Somehow, someone, somewhere, forgot to give me the pill from the bottle whose label read: "You've just had a baby, from now on your aversion to all things cute, cuddly or smothered in teddy bear pattern will be forgotten. Go forth and spend a fortune on useless furnishings and ugly-coloured plastic items. Everything you thought you knew about how ' you wanted your home to look is wrong. Oh, and if it's a girl, prepare to like pink."
Sure, some mommies can get a little nuts stocking up on expensive shit: After all, a baby doesn't know the difference between Hermes and KMart. But Rattray doesn't want any baby crap. She's trying to skip getting what other people consider to be essentials. Like: A changing table. Um, where you gonna change those poopy diapers, Fiona? On your Saarinen dining room table from Design Within Reach ?

When Rattray's daughter was too big to be bathed in the sink? "I was tempted by the practical white number that sits on top of your bath. Unfortunately, in the flesh the object in question has all the elegance of a plastic garden pond. I'm not paying £20 to ruin one of my favourite rooms, so it's back to the sink and hope she doesn't grow any more." How realistic! And loving!

### Provided records:
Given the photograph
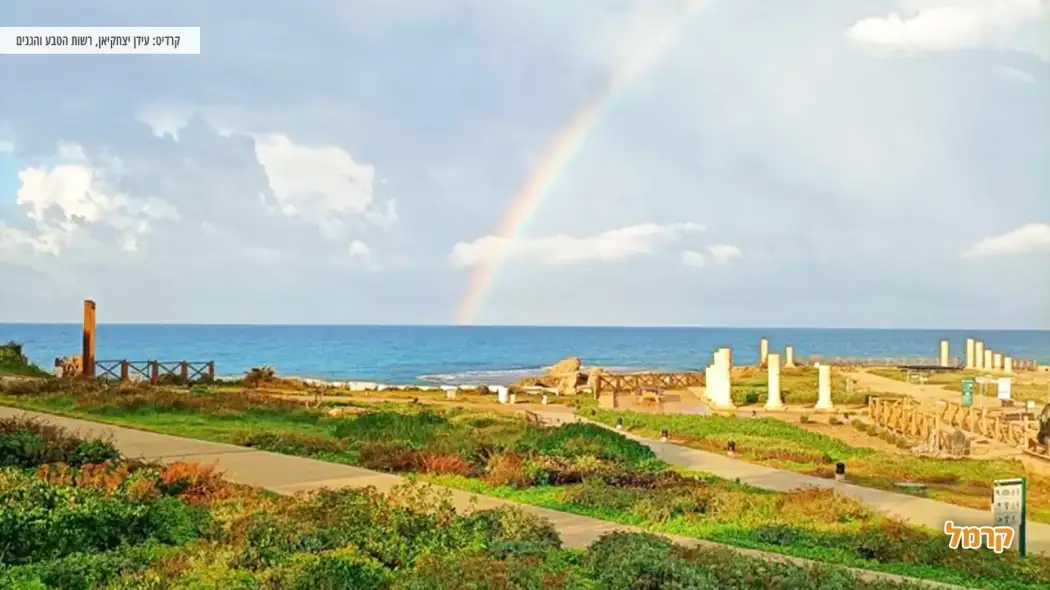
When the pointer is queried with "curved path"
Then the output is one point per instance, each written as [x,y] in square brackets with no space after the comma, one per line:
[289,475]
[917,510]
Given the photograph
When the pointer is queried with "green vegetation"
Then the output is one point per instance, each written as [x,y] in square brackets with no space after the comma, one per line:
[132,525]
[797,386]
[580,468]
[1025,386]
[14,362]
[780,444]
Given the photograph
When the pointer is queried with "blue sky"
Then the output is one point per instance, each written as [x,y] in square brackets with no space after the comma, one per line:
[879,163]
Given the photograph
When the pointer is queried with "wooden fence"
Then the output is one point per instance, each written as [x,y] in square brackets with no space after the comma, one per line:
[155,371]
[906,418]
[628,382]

---

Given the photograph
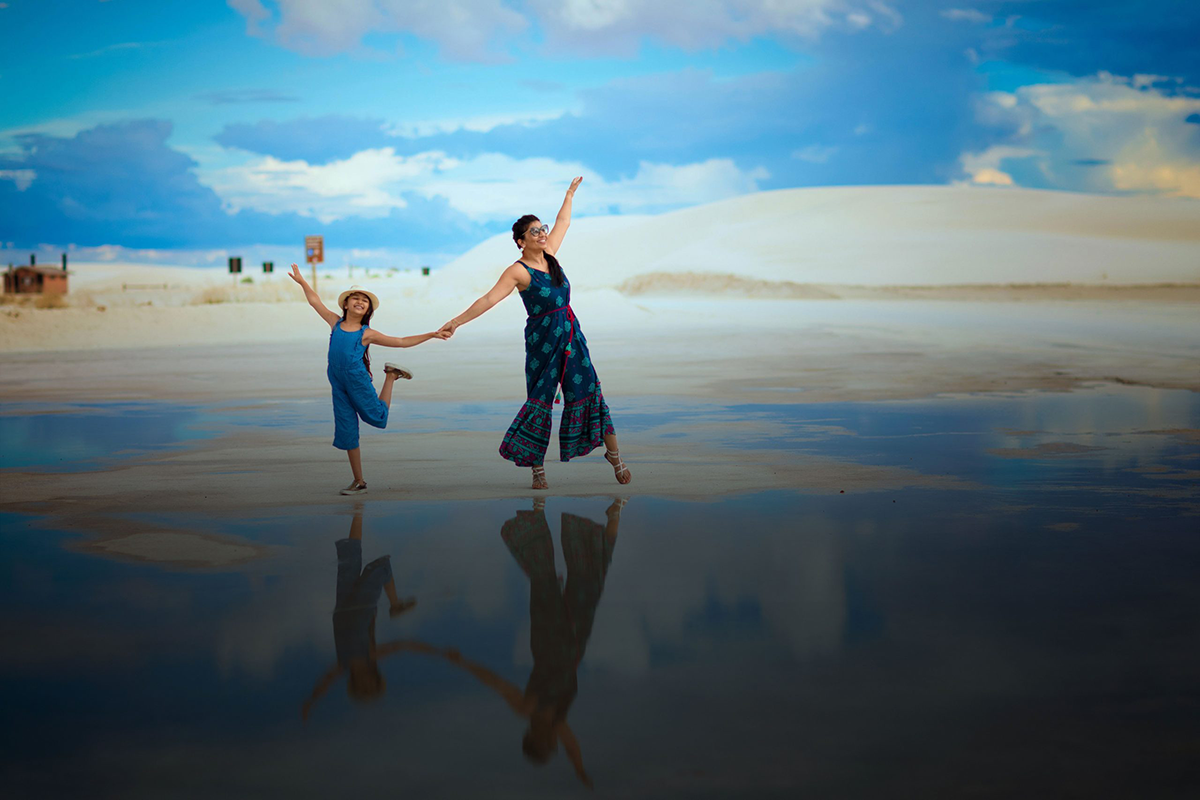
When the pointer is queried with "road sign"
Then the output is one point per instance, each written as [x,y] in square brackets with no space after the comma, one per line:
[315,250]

### Actions to take:
(a) In the text on skipping baby furnishings, what price would Rattray refuse to pay for the white bath insert?
(b) Collect every line of the rows that contains the string "pointer". Case counts.

### Solutions to the exercise:
(a) £20

(b)
When the pointer is queried with "curved path"
When the pointer is queried with "green vegetation"
When the pointer is queried with "blue sky"
When the pointer is queried with "wooden fence"
When the pointer is queried with "road sign"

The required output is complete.